WORK TASK.
Please retype the data in full and exactly; the pictures are not part of the copy.

EXERCISE MATERIALS.
☆ ☆ ☆ ☆ ☆ ☆ ☆
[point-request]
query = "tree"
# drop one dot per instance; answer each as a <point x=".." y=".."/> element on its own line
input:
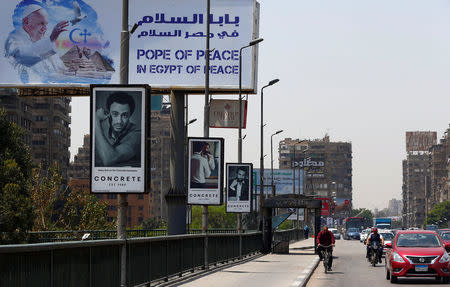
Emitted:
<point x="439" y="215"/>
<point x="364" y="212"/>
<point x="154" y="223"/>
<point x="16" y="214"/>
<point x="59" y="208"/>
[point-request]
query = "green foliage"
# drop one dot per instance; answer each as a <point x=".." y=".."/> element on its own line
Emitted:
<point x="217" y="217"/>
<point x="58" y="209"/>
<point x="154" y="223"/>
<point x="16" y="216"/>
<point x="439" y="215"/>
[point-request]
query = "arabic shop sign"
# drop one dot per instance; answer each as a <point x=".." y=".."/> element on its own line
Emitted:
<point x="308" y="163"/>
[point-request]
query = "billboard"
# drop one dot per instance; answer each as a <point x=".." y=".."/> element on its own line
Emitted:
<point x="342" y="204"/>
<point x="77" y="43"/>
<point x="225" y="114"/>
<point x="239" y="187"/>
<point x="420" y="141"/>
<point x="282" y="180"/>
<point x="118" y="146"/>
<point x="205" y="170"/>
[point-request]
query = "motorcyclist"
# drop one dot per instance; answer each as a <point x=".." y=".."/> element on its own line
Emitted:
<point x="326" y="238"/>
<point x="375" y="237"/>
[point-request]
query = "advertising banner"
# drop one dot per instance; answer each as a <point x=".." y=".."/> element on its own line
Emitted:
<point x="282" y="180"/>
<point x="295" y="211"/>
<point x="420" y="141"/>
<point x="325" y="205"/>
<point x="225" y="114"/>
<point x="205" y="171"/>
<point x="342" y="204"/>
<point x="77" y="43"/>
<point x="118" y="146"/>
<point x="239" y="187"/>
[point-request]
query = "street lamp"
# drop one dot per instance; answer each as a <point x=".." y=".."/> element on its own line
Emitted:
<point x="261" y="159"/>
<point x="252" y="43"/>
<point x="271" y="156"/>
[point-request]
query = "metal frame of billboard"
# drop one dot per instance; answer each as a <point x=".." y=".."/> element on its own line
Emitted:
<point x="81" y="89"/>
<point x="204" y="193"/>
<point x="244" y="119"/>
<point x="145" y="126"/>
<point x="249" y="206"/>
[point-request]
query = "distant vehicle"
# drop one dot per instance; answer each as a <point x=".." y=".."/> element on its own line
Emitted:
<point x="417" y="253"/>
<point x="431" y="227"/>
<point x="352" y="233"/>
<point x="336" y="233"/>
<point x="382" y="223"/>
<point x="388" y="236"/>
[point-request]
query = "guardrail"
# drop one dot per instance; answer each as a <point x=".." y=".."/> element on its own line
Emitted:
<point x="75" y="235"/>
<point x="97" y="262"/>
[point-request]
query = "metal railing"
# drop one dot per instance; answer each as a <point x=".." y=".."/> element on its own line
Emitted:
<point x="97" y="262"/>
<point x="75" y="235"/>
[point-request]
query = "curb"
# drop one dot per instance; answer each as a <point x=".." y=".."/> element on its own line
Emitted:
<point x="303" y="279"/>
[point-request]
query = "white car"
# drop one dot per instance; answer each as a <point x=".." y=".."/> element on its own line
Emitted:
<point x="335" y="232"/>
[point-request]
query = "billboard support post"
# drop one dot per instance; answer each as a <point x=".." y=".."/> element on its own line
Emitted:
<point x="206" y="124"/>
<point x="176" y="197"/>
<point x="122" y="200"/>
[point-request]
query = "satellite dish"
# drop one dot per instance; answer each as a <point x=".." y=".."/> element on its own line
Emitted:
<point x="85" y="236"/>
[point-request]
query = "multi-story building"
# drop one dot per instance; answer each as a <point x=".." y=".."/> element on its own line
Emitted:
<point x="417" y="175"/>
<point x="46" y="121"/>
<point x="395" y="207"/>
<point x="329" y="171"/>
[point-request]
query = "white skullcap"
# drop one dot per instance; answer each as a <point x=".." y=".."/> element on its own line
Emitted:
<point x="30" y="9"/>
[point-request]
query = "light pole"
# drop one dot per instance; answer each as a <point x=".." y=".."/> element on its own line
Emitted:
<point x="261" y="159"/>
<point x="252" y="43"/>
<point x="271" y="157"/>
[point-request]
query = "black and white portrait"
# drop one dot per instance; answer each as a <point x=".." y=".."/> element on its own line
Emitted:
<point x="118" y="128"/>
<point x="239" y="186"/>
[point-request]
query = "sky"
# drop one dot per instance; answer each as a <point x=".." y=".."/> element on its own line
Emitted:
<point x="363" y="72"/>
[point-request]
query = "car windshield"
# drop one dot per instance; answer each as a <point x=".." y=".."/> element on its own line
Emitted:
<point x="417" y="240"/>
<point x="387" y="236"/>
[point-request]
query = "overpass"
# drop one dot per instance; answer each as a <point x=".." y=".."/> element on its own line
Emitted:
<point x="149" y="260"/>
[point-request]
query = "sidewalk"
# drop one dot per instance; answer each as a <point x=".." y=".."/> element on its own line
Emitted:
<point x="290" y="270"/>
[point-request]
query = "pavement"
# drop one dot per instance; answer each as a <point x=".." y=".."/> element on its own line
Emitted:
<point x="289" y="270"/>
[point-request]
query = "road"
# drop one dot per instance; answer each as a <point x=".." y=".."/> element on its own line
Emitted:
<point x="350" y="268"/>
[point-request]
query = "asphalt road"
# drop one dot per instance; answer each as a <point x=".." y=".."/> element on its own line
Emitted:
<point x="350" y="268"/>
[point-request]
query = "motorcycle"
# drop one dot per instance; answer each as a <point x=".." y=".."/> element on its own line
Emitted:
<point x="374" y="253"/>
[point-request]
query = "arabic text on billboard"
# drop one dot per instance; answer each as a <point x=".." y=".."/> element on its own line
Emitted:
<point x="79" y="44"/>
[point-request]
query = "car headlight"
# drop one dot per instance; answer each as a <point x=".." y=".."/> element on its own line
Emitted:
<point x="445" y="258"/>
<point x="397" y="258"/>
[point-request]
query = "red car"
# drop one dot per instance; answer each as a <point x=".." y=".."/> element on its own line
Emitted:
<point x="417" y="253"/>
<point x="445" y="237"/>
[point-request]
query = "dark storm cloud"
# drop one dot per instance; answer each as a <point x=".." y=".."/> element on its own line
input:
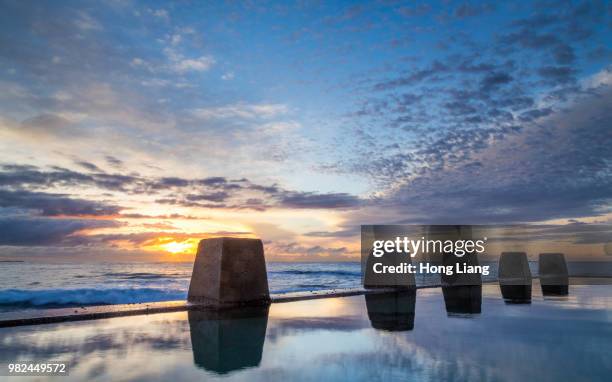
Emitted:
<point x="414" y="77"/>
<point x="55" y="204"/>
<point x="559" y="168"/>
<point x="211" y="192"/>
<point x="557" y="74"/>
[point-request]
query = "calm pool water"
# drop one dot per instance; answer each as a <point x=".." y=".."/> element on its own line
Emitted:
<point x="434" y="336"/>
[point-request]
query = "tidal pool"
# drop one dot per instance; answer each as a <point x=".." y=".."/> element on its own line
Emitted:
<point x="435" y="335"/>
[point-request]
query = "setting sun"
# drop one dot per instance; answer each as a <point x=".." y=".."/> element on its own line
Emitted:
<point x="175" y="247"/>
☆ ☆ ☆ ☆ ☆ ☆ ☆
ANSWER SECTION.
[point-request]
query = "tree"
# drop one dot per instance; answer each as a <point x=".." y=".."/> element on its own line
input:
Emitted:
<point x="439" y="215"/>
<point x="364" y="212"/>
<point x="154" y="223"/>
<point x="16" y="214"/>
<point x="59" y="208"/>
[point-request]
query = "green foliage"
# drop one dot per instance; answer each as a <point x=".." y=".."/> element on its own line
Emitted:
<point x="217" y="217"/>
<point x="58" y="209"/>
<point x="154" y="223"/>
<point x="16" y="216"/>
<point x="439" y="215"/>
[point-request]
query = "arabic shop sign"
# drop one dot per instance; answer each as a <point x=".." y=".."/> element on its own line
Emitted:
<point x="308" y="163"/>
[point-request]
query = "billboard"
# drop one dot per instance; answer each as a <point x=".." y=".."/> element on its own line
Emitted:
<point x="342" y="204"/>
<point x="77" y="43"/>
<point x="225" y="114"/>
<point x="239" y="187"/>
<point x="420" y="141"/>
<point x="282" y="180"/>
<point x="118" y="146"/>
<point x="205" y="170"/>
[point-request]
query = "motorcyclist"
# drop one dot per instance; answer each as a <point x=".." y=".."/> element on its own line
Emitted:
<point x="326" y="238"/>
<point x="375" y="237"/>
[point-request]
query = "advertising banner"
# drop one dot per instance; answer each as a <point x=".." y=".."/> element on its own line
Emitted:
<point x="282" y="180"/>
<point x="295" y="211"/>
<point x="420" y="141"/>
<point x="325" y="205"/>
<point x="225" y="114"/>
<point x="205" y="171"/>
<point x="342" y="204"/>
<point x="77" y="43"/>
<point x="118" y="146"/>
<point x="239" y="187"/>
[point-request]
query = "street lamp"
# drop one dot per instance; answer each as a <point x=".." y=".."/> element on its own line
Emitted:
<point x="261" y="159"/>
<point x="252" y="43"/>
<point x="271" y="156"/>
[point-request]
query = "metal frame of billboard"
# drop one dot per instance; answer each as a <point x=".." y=".."/> element on its own line
Emitted:
<point x="81" y="89"/>
<point x="204" y="193"/>
<point x="244" y="119"/>
<point x="145" y="126"/>
<point x="249" y="206"/>
[point-request]
query = "distant vehicle"
# drop one dot per instance; answer each as a <point x=".." y=".."/> element on its own line
Emitted:
<point x="417" y="253"/>
<point x="431" y="227"/>
<point x="352" y="233"/>
<point x="336" y="233"/>
<point x="382" y="223"/>
<point x="388" y="236"/>
[point-request]
query = "guardrail"
# drop one dot per instance; answer each as a <point x=".." y=".."/> element on its own line
Emitted:
<point x="75" y="235"/>
<point x="97" y="262"/>
[point-request]
query = "metal railing"
# drop one dot per instance; answer each as a <point x=".." y=".."/> element on its own line
Emitted:
<point x="97" y="262"/>
<point x="75" y="235"/>
[point-request]
query = "curb"
# drop one dot per instance; answer each as a <point x=".." y=".."/> element on its own line
Emitted:
<point x="303" y="279"/>
[point-request]
query = "white car"
# drop one dot per instance; answer each as a <point x=".." y=".."/> element on its own line
Emitted:
<point x="335" y="232"/>
[point-request]
query = "billboard support post"
# drop one dot per instance; answer each as a <point x=".." y=".."/> element on its own line
Emitted:
<point x="206" y="124"/>
<point x="176" y="197"/>
<point x="122" y="200"/>
[point-request]
query = "satellite dish"
# drop one dot per instance; answer each as a <point x=".." y=".."/> element on its own line
Emitted:
<point x="85" y="236"/>
[point-request]
query = "multi-story building"
# drop one dot per instance; answer each as a <point x=".." y=".."/> element on its own line
Emitted:
<point x="417" y="175"/>
<point x="46" y="121"/>
<point x="395" y="207"/>
<point x="329" y="171"/>
[point-request]
query = "white skullcap"
# drop one dot per instance; answer each as a <point x=".." y=".."/> element on its own line
Emitted:
<point x="30" y="9"/>
[point-request]
query = "light pole"
# drop one dot per instance; answer each as a <point x=".." y=".."/> element on its own line
Emitted:
<point x="261" y="159"/>
<point x="252" y="43"/>
<point x="271" y="157"/>
[point-request]
query = "black and white portrait"
# drop one dot per instance; answer each as a <point x=".." y=".."/> element on its own line
Emitted:
<point x="118" y="128"/>
<point x="239" y="186"/>
[point-request]
query = "sky"
# drop one dot per instance; answer each as a <point x=".." y=".."/> element on its own line
Emitted:
<point x="363" y="72"/>
[point-request]
query = "car windshield"
# drop one dot per instance; answer each as a <point x=".." y=".."/> element on its own line
Emitted:
<point x="417" y="240"/>
<point x="387" y="236"/>
[point-request]
query = "overpass"
# drop one dot per instance; answer each as a <point x=".." y=".."/> element on its own line
Emitted:
<point x="149" y="260"/>
[point-request]
query = "sidewalk"
# drop one dot per instance; answer each as a <point x=".." y=".."/> element on its own line
Emitted:
<point x="290" y="270"/>
[point-request]
query = "pavement"
# drop one dot per instance; answer each as a <point x=".." y=".."/> element on its own line
Emitted:
<point x="289" y="270"/>
[point-request]
query = "road"
# drop one dot per instance; answer each as a <point x=".." y=".."/> element on its own line
Emitted:
<point x="350" y="268"/>
[point-request]
query = "asphalt road"
# drop one dot per instance; answer each as a <point x=".." y=".."/> element on its own line
Emitted:
<point x="350" y="268"/>
[point-request]
query = "motorcycle"
# drop one dot per instance; answer each as a <point x=".." y=".."/> element on its own line
Emitted:
<point x="374" y="253"/>
[point-request]
query = "arabic text on billboard"
# drop one dot per instance; answer each as a <point x=".." y=".."/> element on its own line
Emitted:
<point x="79" y="44"/>
[point-request]
query = "car headlight"
# drop one dot per instance; answer each as a <point x=".." y=".."/> element on its own line
Emitted:
<point x="445" y="258"/>
<point x="397" y="258"/>
[point-request]
query = "red car"
# drop one dot per instance; answer each as a <point x=".." y=".."/> element on its own line
Emitted:
<point x="417" y="253"/>
<point x="445" y="237"/>
[point-request]
query = "dark storm cloud"
# drop one dot per instance; answer each as a <point x=".." y=".."/> element on its own line
input:
Emitted:
<point x="414" y="77"/>
<point x="55" y="204"/>
<point x="559" y="168"/>
<point x="211" y="192"/>
<point x="557" y="74"/>
[point-request]
query = "calm pool water"
# drop one dot per instance; answer each as a <point x=".." y=".."/> element on its own line
Emitted:
<point x="434" y="336"/>
[point-request]
query = "tidal pool"
# drop one dot per instance; answer each as a <point x=".." y=".."/> element on its own line
Emitted:
<point x="435" y="335"/>
[point-request]
query = "setting sun"
# drop one dot per instance; answer each as a <point x=".." y=".."/> element on its own line
Emitted:
<point x="175" y="247"/>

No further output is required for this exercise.